An exact copy of all the data, minus the images, is required.
Segment Start: Data records
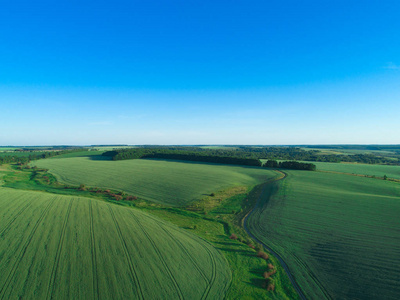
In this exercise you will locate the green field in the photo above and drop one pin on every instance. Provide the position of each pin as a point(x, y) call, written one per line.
point(21, 154)
point(362, 169)
point(62, 247)
point(339, 234)
point(168, 182)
Segment End: Data records
Exercise solution
In this exercise you will locate the green field in the photo above and drop one pin on every instance. Provide the position of each pin as a point(x, y) call, written one per line.
point(21, 154)
point(362, 169)
point(62, 247)
point(339, 234)
point(168, 182)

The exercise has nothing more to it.